----- Given data

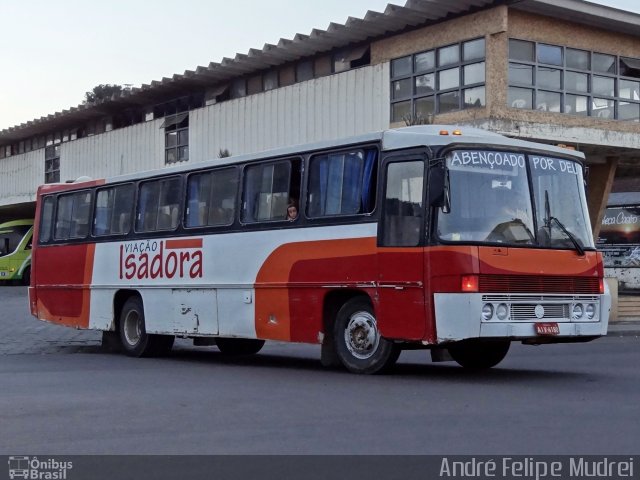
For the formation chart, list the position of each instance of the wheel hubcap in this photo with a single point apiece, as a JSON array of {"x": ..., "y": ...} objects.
[
  {"x": 132, "y": 328},
  {"x": 361, "y": 335}
]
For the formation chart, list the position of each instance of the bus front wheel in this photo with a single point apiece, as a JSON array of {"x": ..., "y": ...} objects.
[
  {"x": 357, "y": 340},
  {"x": 479, "y": 354},
  {"x": 133, "y": 336}
]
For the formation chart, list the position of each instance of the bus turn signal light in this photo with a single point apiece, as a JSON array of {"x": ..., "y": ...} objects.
[{"x": 470, "y": 283}]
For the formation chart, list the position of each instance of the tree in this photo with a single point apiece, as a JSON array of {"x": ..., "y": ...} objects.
[{"x": 101, "y": 92}]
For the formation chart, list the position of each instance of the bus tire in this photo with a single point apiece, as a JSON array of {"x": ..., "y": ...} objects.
[
  {"x": 479, "y": 354},
  {"x": 239, "y": 346},
  {"x": 133, "y": 336},
  {"x": 358, "y": 343},
  {"x": 26, "y": 276}
]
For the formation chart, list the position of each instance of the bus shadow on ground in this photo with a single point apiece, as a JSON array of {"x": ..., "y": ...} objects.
[{"x": 446, "y": 371}]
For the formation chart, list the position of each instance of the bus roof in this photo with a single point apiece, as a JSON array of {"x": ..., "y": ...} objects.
[{"x": 393, "y": 139}]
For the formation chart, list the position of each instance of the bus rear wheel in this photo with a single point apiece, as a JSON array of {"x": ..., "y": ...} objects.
[
  {"x": 133, "y": 336},
  {"x": 479, "y": 354},
  {"x": 358, "y": 343},
  {"x": 239, "y": 346}
]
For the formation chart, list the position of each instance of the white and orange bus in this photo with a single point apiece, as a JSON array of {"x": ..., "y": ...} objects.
[{"x": 422, "y": 237}]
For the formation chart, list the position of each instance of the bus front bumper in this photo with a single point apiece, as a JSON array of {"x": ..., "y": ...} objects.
[{"x": 540, "y": 317}]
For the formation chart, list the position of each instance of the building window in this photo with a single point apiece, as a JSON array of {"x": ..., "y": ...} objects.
[
  {"x": 441, "y": 80},
  {"x": 52, "y": 164},
  {"x": 176, "y": 138},
  {"x": 554, "y": 78}
]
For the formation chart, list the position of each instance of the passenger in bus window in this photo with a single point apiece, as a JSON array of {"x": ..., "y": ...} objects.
[{"x": 292, "y": 211}]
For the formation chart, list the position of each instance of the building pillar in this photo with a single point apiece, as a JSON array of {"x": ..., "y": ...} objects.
[{"x": 600, "y": 182}]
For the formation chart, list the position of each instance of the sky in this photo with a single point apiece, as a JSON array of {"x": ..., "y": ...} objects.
[{"x": 52, "y": 52}]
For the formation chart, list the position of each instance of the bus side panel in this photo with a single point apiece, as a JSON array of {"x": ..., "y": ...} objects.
[
  {"x": 292, "y": 283},
  {"x": 63, "y": 284}
]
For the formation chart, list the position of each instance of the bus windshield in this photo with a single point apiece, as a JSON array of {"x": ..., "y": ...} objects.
[{"x": 491, "y": 200}]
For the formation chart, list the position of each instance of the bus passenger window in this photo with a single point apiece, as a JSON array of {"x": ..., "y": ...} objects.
[
  {"x": 342, "y": 183},
  {"x": 268, "y": 189},
  {"x": 403, "y": 209},
  {"x": 46, "y": 219},
  {"x": 211, "y": 198},
  {"x": 159, "y": 205},
  {"x": 72, "y": 217},
  {"x": 113, "y": 210}
]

----------

What to do ▸ Can you write out the records from the line with "the bus passenger" up to and including the last line of the records, request line included, with every x and y coordinate in the answers shifted up by 55?

Response to this exercise ▸
For the formation chart, list the position of each instance of the bus passenger window in this photo with a single point apiece, as a JSON array of {"x": ..., "y": ...} objects.
[
  {"x": 397, "y": 238},
  {"x": 323, "y": 244},
  {"x": 458, "y": 264},
  {"x": 101, "y": 274},
  {"x": 266, "y": 253},
  {"x": 214, "y": 260},
  {"x": 127, "y": 272},
  {"x": 168, "y": 265}
]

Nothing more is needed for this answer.